| SET EXERCISE |
Can you reproduce, word for word, only the lines of the records below that start at the line containing "Exercise. Point out the person's" and end at the line containing "point(44, 24)", including both of those lines?

| ROWS |
________________

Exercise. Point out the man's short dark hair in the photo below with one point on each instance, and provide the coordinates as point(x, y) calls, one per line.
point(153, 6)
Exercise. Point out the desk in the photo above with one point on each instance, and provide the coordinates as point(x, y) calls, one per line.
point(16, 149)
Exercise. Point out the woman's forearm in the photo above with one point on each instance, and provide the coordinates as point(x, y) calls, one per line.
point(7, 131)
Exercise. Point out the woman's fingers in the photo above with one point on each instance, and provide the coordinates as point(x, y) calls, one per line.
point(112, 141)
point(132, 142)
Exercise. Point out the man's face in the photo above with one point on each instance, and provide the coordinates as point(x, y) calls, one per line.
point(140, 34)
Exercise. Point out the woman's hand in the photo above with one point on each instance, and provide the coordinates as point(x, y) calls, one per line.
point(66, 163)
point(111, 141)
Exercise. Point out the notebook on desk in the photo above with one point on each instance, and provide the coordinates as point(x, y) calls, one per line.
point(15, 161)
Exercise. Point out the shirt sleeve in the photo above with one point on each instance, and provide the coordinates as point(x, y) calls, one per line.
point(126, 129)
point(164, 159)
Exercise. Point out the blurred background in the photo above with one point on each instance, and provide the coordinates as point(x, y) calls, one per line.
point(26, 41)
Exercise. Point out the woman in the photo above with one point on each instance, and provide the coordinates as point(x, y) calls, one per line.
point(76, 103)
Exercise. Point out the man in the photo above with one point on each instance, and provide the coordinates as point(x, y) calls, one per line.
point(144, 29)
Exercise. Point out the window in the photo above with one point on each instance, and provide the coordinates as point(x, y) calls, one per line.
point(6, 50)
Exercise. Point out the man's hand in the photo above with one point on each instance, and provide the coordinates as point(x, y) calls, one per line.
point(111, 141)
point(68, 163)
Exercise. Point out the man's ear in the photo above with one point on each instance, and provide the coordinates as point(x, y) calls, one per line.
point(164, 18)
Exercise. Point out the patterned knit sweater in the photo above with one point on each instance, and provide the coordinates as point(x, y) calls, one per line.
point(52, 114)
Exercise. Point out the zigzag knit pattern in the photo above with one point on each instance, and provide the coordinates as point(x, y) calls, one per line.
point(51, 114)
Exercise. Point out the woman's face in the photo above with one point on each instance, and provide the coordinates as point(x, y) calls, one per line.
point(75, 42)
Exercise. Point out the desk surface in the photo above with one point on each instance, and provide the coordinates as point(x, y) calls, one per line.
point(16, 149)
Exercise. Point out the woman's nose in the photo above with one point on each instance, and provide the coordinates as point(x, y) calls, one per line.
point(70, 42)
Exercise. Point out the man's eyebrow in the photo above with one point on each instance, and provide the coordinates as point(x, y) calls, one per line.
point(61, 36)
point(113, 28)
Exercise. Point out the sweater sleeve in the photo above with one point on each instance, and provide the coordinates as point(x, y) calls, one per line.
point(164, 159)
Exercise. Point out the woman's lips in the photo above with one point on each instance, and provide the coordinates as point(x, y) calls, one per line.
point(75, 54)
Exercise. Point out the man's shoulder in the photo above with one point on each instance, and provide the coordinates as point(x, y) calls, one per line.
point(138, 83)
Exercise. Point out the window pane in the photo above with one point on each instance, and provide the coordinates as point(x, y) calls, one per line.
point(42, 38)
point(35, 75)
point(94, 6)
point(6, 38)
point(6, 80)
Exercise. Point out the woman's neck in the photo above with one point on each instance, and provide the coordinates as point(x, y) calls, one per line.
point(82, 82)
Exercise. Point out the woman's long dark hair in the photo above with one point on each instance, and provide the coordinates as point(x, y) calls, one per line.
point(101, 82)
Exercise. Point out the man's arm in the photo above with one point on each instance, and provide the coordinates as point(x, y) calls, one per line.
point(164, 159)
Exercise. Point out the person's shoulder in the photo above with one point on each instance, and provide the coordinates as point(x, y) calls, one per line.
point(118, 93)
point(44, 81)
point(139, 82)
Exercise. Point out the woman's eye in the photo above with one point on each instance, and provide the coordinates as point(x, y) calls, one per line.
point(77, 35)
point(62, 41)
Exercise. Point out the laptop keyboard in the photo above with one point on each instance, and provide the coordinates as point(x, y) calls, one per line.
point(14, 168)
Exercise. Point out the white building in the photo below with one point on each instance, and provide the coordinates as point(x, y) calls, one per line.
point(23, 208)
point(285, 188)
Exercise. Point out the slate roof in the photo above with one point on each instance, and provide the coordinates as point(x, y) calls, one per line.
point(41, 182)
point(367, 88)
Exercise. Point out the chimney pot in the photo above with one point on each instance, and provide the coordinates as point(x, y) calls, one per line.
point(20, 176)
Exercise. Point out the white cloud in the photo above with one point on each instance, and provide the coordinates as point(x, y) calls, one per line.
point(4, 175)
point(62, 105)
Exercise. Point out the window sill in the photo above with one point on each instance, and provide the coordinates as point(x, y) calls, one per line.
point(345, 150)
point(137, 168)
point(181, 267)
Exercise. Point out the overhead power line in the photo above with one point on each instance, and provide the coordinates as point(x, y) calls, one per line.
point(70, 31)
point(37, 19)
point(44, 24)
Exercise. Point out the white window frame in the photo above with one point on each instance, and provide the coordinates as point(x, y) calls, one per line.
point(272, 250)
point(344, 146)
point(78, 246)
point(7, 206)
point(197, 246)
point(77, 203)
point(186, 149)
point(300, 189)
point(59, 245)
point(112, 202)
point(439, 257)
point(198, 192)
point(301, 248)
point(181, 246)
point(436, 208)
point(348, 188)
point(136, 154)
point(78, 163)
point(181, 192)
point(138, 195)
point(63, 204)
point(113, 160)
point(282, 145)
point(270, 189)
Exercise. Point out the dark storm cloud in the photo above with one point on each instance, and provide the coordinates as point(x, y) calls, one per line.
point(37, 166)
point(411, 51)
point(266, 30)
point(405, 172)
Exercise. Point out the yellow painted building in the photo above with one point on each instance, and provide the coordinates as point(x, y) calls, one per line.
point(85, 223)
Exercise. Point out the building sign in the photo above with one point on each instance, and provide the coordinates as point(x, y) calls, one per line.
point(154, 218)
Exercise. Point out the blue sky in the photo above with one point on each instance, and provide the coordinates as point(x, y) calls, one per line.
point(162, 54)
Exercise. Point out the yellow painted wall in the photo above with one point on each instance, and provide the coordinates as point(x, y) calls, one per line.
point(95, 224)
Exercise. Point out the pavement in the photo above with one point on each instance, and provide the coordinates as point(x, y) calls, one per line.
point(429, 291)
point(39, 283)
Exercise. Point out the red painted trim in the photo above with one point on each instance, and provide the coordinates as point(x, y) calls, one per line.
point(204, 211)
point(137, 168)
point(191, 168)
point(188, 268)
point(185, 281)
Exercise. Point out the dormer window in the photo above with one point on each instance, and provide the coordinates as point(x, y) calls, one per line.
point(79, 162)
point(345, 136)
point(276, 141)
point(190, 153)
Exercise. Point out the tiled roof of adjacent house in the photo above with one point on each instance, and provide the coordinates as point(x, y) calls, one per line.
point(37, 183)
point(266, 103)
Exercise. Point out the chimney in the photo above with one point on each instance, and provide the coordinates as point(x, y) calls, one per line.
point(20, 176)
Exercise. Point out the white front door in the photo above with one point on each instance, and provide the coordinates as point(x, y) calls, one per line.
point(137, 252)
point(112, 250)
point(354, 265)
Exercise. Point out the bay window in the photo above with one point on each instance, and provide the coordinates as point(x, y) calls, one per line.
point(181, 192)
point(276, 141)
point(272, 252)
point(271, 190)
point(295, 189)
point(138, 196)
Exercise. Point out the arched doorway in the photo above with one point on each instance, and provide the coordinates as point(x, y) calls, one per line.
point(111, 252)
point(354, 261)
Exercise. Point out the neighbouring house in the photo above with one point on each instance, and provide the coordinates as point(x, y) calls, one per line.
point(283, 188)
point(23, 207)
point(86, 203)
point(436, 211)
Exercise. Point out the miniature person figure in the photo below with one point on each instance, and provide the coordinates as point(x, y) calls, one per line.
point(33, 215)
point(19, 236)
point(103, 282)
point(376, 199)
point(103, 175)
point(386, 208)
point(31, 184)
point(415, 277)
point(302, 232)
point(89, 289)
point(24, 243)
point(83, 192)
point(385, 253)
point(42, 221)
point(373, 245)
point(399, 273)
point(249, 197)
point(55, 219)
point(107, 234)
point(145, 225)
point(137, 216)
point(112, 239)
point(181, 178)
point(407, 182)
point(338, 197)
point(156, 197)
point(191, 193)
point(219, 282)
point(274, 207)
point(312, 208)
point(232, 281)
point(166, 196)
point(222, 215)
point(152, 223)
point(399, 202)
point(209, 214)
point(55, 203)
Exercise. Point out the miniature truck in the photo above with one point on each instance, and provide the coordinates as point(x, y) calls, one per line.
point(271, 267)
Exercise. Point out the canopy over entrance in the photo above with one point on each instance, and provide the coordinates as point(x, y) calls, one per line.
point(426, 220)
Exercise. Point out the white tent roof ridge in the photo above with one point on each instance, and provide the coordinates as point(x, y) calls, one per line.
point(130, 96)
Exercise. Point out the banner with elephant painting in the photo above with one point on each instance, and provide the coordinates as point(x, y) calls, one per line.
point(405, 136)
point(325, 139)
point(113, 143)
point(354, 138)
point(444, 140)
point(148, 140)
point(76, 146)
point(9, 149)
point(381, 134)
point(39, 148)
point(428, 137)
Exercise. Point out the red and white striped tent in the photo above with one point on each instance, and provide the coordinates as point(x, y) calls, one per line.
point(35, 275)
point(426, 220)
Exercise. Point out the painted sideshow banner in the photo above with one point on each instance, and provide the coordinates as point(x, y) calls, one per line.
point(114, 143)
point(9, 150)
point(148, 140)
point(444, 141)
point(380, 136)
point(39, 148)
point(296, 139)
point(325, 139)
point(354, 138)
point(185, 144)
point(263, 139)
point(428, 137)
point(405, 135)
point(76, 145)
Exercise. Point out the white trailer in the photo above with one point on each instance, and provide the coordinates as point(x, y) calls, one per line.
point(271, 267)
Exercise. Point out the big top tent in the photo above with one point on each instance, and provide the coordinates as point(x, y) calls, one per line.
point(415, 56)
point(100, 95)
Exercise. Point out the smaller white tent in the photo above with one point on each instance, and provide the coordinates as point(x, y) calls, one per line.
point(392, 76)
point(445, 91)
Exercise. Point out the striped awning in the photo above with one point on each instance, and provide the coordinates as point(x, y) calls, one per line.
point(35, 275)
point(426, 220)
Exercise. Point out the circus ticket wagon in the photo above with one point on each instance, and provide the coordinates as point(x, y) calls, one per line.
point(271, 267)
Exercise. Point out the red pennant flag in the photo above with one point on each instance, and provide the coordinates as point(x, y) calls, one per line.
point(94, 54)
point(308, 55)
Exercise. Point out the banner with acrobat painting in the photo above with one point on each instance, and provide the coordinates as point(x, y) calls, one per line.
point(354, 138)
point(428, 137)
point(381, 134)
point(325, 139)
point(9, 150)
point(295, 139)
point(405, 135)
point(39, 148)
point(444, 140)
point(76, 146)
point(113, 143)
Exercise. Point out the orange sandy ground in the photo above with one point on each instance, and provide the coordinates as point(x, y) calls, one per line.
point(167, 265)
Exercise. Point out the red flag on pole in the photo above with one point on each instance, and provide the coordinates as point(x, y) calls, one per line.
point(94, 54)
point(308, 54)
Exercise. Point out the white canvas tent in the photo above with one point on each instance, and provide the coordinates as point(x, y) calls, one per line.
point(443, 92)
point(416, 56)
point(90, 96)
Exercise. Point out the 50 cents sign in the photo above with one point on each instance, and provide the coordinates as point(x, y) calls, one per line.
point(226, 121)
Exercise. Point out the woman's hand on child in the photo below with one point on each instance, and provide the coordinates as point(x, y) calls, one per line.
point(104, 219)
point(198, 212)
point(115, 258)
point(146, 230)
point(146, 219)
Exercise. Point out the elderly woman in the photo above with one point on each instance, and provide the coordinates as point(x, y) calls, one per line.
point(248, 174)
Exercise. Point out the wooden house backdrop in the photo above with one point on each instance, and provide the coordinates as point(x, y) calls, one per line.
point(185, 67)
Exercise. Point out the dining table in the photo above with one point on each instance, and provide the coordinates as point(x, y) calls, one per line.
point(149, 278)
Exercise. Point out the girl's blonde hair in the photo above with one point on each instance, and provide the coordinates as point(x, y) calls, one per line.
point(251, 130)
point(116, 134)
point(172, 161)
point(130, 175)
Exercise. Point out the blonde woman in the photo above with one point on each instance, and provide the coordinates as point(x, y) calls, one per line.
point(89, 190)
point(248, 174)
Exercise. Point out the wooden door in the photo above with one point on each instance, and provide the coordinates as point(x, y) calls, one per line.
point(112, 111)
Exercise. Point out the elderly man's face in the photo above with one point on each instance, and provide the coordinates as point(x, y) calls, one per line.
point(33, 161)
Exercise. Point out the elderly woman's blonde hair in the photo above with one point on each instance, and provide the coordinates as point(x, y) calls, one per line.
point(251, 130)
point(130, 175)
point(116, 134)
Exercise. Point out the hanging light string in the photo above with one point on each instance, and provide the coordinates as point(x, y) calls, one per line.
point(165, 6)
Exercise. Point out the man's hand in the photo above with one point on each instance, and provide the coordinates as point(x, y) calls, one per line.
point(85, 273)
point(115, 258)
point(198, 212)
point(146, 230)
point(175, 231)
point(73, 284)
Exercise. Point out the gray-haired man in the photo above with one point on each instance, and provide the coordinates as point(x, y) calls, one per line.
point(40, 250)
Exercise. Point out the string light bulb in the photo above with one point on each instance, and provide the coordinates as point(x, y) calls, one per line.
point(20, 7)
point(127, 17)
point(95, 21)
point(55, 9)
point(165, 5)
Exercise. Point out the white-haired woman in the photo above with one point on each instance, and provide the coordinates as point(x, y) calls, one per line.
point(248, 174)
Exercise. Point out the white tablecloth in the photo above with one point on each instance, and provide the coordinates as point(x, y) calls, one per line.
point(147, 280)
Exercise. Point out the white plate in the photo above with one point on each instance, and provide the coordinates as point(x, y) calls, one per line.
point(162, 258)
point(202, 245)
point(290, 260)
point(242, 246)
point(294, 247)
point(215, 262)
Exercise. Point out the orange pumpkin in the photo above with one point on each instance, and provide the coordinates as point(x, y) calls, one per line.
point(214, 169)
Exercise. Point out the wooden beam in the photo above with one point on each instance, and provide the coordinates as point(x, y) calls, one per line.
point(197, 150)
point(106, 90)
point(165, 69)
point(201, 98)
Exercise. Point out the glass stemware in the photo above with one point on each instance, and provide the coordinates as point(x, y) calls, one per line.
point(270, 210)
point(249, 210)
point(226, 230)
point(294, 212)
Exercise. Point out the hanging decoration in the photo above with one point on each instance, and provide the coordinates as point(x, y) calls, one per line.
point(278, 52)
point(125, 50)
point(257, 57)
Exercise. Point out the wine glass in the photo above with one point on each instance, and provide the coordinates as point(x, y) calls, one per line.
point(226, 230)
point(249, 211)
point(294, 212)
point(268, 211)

________________

| RESPONSE BELOW |
Exercise. Point out the person's shoulder in the photo above with one point on each instance, and provide the coordinates as point(x, y) calls, one per line.
point(118, 93)
point(44, 81)
point(139, 82)
Exercise. Point out the woman's eye in the photo above with one point on each instance, and provide the coordinates as point(x, y) calls, one per line.
point(77, 35)
point(62, 41)
Exercise. Point out the laptop keyboard in the photo above with one point on each instance, and provide the coordinates as point(x, y) calls, one per line.
point(14, 168)
Exercise. Point out the white building in the photo below with one point on each instance, and provide the coordinates as point(x, y) calls, one per line.
point(23, 208)
point(285, 188)
Exercise. Point out the slate roof in the photo above with one point on each instance, and provide the coordinates as point(x, y) calls, one per line.
point(41, 182)
point(367, 88)
Exercise. Point out the chimney pot in the photo above with one point on each instance, and provide the coordinates as point(x, y) calls, one per line.
point(20, 176)
Exercise. Point out the white cloud in the photo above with one point on each instance, and provide the coordinates as point(x, y) calls, one per line.
point(4, 175)
point(62, 105)
Exercise. Point out the window sill in the photo above with one point on each instance, and provide the coordinates as point(x, y) calls, one per line.
point(345, 150)
point(137, 168)
point(181, 267)
Exercise. Point out the overhead power line in the photo above with one point on each instance, and provide the coordinates as point(x, y) calls, one per line.
point(70, 31)
point(37, 19)
point(44, 24)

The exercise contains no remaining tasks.